-- TEXT BLOCK follows --

[ANN] FastDifferentiation.jl

FastDifferentiation

FastDifferentiation (FD) is a package for generating efficient executables to evaluate derivatives of Julia functions. It can also generate efficient true symbolic derivatives for symbolic analysis.

Unlike forward and reverse mode automatic differentiation FD automatically generates efficient derivatives for arbitrary function types: ℝ¹->ℝ¹, ℝ¹->ℝᵐ, ℝⁿ->ℝ¹, and ℝⁿ->ℝᵐ, m≠1,n≠1. FD is similar to D* in that it uses the derivative graph but FD is asymptotically faster so it can be applied to much larger expression graphs.

For f:ℝⁿ->ℝᵐ with n,m large FD may have better performance than conventional AD algorithms because the FD algorithm finds expressions shared between partials and computes them only once. In some cases FD derivatives can be as efficient as manually coded derivatives (see the Lagrangian dynamics example in the D* paper or the Benchmarks section of the documentation for another example).

FD may take much less time to compute symbolic derivatives than Symbolics.jl even in the ℝ¹->ℝ¹ case. The executables generated by FD may also be much faster (see the documentation for more details).

You should consider using FastDifferentiation when you need:

  • a fast executable for evaluating the derivative of a function if the overhead of the preprocessing/compilation time is swamped by evaluation time.
  • to do additional symbolic processing on your derivative. FD can generate a true symbolic derivative to be processed further in Symbolics.jl or another computer algebra system[1].

Features

This is the FD feature set:

Dense Jacobian Sparse Jacobian Dense Hessian Sparse Hessian Higher order derivatives Jᵀv Jv Hv
Compiled function
Symbolic expression

Jᵀv and Jv compute the Jacobian transpose times a vector and the Jacobian times a vector, without explicitly forming the Jacobian matrix. For applications see this paper. Hv computes the Hessian times a vector without explicitly forming the Hessian matrix.

Benchmarks

See Benchmarks.jl for the benchmark code used to generate these results.

The benchmarks test the speed of gradients, Jacobians, Hessians, and the ability to exploit sparsity in the derivative. The last problem, ODE, also compares the AD algorithms to a hand optimized Jacobian.

There are not many benchmarks so take these results with a grain of salt. Also, two of these packages, FastDifferentiation and Enzyme, are under active development; their benchmark results could change materially in the near future.

I am indebted to Yingbo Ma and Billy Moses for their help debugging and improving the benchmark code for ForwardDiff and Enzyme, respectively.

-- TEXT BLOCK concluded --
-- STORED DATA follows --

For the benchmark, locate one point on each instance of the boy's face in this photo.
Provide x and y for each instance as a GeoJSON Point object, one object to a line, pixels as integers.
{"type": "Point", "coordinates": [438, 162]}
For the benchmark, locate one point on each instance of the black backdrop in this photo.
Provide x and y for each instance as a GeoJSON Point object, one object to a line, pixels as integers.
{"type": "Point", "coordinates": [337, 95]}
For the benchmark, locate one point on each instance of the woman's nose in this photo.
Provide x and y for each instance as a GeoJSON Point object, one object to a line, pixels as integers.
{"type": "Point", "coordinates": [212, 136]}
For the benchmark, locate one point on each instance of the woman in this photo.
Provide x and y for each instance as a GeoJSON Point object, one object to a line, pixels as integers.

-- STORED DATA concluded --
-- STORED DATA follows --

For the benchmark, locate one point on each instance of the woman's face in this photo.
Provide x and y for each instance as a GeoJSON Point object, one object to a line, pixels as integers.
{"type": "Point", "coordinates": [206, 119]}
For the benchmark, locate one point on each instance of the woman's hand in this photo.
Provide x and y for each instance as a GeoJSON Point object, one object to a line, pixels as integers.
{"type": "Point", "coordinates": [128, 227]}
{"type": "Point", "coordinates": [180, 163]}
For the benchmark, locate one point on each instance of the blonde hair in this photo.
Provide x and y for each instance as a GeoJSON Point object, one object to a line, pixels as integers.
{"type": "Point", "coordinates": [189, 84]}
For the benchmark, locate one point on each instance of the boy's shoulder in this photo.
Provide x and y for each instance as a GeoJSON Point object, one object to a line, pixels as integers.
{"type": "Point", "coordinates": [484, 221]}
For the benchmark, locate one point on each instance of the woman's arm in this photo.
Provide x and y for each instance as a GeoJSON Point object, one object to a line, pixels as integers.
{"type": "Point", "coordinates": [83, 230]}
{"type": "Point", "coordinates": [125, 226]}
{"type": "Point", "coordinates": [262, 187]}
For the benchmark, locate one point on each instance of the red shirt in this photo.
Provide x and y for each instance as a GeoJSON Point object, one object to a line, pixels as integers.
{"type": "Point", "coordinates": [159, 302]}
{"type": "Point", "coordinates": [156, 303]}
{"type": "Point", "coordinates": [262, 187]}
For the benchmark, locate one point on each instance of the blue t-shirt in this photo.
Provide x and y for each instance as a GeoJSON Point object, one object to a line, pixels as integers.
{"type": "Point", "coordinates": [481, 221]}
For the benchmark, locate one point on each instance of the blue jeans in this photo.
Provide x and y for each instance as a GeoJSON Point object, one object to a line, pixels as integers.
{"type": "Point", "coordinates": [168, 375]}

-- STORED DATA concluded --

__EXERCISE DESCRIPTION__
Please reproduce the FastDifferentiation.jl announcement word for word, from "There are not" up to and including "and Enzyme, respectively.".

__RESPONSE AREA__
There are not many benchmarks so take these results with a grain of salt. Also, two of these packages, FastDifferentiation and Enzyme, are under active development; their benchmark results could change materially in the near future.

I am indebted to Yingbo Ma and Billy Moses for their help debugging and improving the benchmark code for ForwardDiff and Enzyme, respectively.